En el libro se plantea la dependencia tecnológica del rock, y en el caso latino, la omnipresencia. ¿Qué consecuencias tiene?
–El rock, capturado casi desde el principio por la industria, fue un vehículo para venderle cosas a la gente: ropa, peinados, gaseosas, autos, estilos, artefactos. Del Elvis Presley subversivo de 1955 al Elvis con ropa de fajina haciendo películas triunfalistas para el Ejército, pasan sólo tres años. Luego, el rock es capturado cada vez más temprano, como sucede con los jugadores de fútbol o los tenistas. En verdad, creo que son las ganas de ser eternamente adolescente las que preservan al rock de ser definitivamente burgués. Pensemos a Charly: hace casi veinte años él dijo de sí mismo que se vendía a Fiorucci, pero hoy sigue siendo inmanejable. Siempre existe, empero, la posibilidad de que los dueños del poder consideren al rock como el arenero, el lugar de la descarga vacía. Los padres sacan al chico del departamento, lo llevan una hora al arenero donde se pelean, se ensucian, y después lo bañan y lo vuelven a la normalidad. Es posible que durante las dictaduras de América latina el rock haya sido como el arenero. Como dice la frase de Pete Townshend que aparece como epígrafe del libro: Si grita pidiendo verdad en lugar de auxilio, si se compromete con un coraje que no está seguro de poseer, si se pone de pie para señalar algo que está mal pero no pide sangre para dirimirlo, entonces es rock & roll. Es rebeldía, no revolución. En un punto, a todo operativo de control social le conviene la rebeldía. Si alguien se siente revolucionario, que le digan rebelde es casi un insulto. El rock se sueña revolucionario. Entrevisté a Paul McCartney cuando vino a la Argentina, y me contó cosas que me impactaron. Según él, los Beatles creían hacia 1964 que el comunismo se iba a imponer. Cuando le planteé que parecía que la cosa había salido al revés, me dijo que no. Para él la revolución fue ganada, porque era por cambios sociales, no políticos.

────────────────

> Indicación 1:
Di si cada afirmación coincide con el fragmento sobre el rock, respondiendo sí o no y citando las palabras del texto que lo deciden: (a) entre el Elvis rebelde y el Elvis que hacía películas para el Ejército pasan tres años; (b) McCartney opina que la revolución se perdió; (c) el rock es revolución.

────────────────

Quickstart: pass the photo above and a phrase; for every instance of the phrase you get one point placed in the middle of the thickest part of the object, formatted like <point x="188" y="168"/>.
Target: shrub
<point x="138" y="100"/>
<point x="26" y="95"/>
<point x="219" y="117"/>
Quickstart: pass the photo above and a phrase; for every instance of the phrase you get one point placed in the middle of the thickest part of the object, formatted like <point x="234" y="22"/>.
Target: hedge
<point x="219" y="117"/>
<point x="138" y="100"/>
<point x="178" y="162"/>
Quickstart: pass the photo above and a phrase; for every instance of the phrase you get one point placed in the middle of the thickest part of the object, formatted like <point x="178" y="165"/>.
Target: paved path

────────────────

> Indicación 2:
Reescala todas las filas de datos: vuelve a escribir cada una de sus líneas, instrucciones incluidas, multiplicando por 1,85 las coordenadas x e y de los puntos de las respuestas y redondeando a enteros, con las mitades hacia arriba. Deja sin cambiar los números que muestran el formato dentro de las instrucciones.

> Respuesta esperada 1:
(a) Sí: "Del Elvis Presley subversivo de 1955 al Elvis con ropa de fajina haciendo películas triunfalistas para el Ejército, pasan sólo tres años."
(b) No: "Para él la revolución fue ganada, porque era por cambios sociales, no políticos."
(c) No: "Es rebeldía, no revolución."

> Respuesta esperada 2:
Quickstart: pass the photo above and a phrase; for every instance of the phrase you get one point placed in the middle of the thickest part of the object, formatted like <point x="188" y="168"/>.
Target: shrub
<point x="255" y="185"/>
<point x="48" y="176"/>
<point x="405" y="216"/>
Quickstart: pass the photo above and a phrase; for every instance of the phrase you get one point placed in the middle of the thickest part of the object, formatted like <point x="234" y="22"/>.
Target: hedge
<point x="405" y="216"/>
<point x="255" y="185"/>
<point x="329" y="300"/>
Quickstart: pass the photo above and a phrase; for every instance of the phrase you get one point placed in the middle of the thickest part of the object, formatted like <point x="178" y="165"/>.
Target: paved path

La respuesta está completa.